- Objetivo A: Transcreva sem alterações o trecho dos registros abaixo que começa na linha que contém "For every instance of the registration" e segue até o fim dos registros, com as duas extremidades incluídas.

- Texto apresentado:

Carlinhos, parte dois

27.5.14 Unknown 2 Comentarios



Em outro momento, aqui mesmo no FoiHoje, escrevi sobre Carlos, conhecido como Carlinhos das Mulheres em Tejipió e redondezas. É importante lembrar, antes de tudo, que Carlinhos é uma pessoa em sofrimento psíquico, tem uma idade mental em descompasso com a idade cronológica, e que às vezes é acometido por uma profunda depressão, mas se for bem amado e cuidado consegue viver linear e tranquilamente, distribuindo sorrisos por onde passa.

Naquela ocasião relatei a tristeza que foi ver a mente frágil de Carlinhos ser abocanhada pela ideologia neopentecostal. Ela havia corroído o que tinha de mais alegre e espontâneo em sua figura. Lamentei isso, talvez em tom exagerado. Foi o espanto. Relevem.

Há quase um mês atrás minha mãe reencontrou Carlinhos. E nem fez esforço para isso: ele estava parado à frente de nossa casa. Estava sentando, com os cotovelos apoiado nos joelhos e as mãos segurando a cabeça. Chorava contidamente. Ao vê-lo, minha mãe acudiu, levantou-o e perguntou o que lhe havia acontecido. Ele soltou as rédeas do choro e falou sem cerimônia:

 As pessoas da minha casa não cuidam de mim, me deixam jogado na rua. E me deixam com fome, tô com fome, não tomei banho, tô a uma hora dessas na rua... Nem o dinheiro da minha aposentadoria eu vejo, quando sai, eles pegam e pronto. Tem sido assim desde que minha mãe morreu.

- Informações apresentadas:
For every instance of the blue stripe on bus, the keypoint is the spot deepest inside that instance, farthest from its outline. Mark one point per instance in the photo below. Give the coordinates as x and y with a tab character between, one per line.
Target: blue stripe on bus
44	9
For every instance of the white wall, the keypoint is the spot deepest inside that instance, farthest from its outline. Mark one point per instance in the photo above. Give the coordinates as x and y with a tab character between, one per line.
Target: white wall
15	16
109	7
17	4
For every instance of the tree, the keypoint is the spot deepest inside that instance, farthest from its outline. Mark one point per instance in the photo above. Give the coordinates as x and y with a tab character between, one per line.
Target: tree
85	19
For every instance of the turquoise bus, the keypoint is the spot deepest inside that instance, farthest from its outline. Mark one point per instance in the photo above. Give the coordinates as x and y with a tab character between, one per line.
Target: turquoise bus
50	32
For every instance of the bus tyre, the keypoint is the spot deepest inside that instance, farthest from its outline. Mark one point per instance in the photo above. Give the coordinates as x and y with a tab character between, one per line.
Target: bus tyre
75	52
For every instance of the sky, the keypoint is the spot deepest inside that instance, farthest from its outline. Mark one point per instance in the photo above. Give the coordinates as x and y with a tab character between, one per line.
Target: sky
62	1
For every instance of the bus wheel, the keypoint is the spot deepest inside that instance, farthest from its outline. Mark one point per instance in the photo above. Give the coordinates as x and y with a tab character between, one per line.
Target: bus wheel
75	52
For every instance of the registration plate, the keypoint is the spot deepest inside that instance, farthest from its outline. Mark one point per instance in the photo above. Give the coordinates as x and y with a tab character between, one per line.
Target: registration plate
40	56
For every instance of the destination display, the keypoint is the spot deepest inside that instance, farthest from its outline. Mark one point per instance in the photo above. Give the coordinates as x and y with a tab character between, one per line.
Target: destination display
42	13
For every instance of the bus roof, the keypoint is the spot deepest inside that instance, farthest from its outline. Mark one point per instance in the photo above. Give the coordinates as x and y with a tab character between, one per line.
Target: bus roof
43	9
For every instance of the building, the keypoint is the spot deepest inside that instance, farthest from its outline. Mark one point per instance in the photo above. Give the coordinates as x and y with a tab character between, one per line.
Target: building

- Objetivo B: Dê continuidade ao relato sobre Carlinhos a partir do ponto em que ele termina.

- Resposta escrita A:
For every instance of the registration plate, the keypoint is the spot deepest inside that instance, farthest from its outline. Mark one point per instance in the photo above. Give the coordinates as x and y with a tab character between, one per line.
Target: registration plate
40	56
For every instance of the destination display, the keypoint is the spot deepest inside that instance, farthest from its outline. Mark one point per instance in the photo above. Give the coordinates as x and y with a tab character between, one per line.
Target: destination display
42	13
For every instance of the bus roof, the keypoint is the spot deepest inside that instance, farthest from its outline. Mark one point per instance in the photo above. Give the coordinates as x and y with a tab character between, one per line.
Target: bus roof
43	9
For every instance of the building, the keypoint is the spot deepest inside that instance, farthest from its outline. Mark one point per instance in the photo above. Give the coordinates as x and y with a tab character between, one per line.
Target: building

- Resposta escrita B:
Minha mãe ouviu ele falar pacientemente. Quando desabafou, o choro esmoreceu, e um dedo de calmaria chegou, ela perguntou se ele não queria entrar para jantar e listou: tem pão novo, café quente, cuscuz, ovo frito, charque assada, suco de acerola.

  Você quer, Carlinhos?
 Quero papa. Minha mãe fazia papa para mim. Você faz papa?

Entraram todos, Carlinhos se acomodou na mesa. Minha fez uma papa de aveia, sem economia nem parcimônia. Encheu o prato, esperou exíguos cinco minutos e a serviu a Carlinhos, que desabrochou em felicidade. Até a primeira metade, não falou nada, concentrado. Daí em diante, já falava continuamente, intercalando um riso e um comentário. A certa altura, advertiu:

 Bem, você cozinhou uma papa. Uma papa média. Não é tão boa, a que a minha mãe fazia era melhor.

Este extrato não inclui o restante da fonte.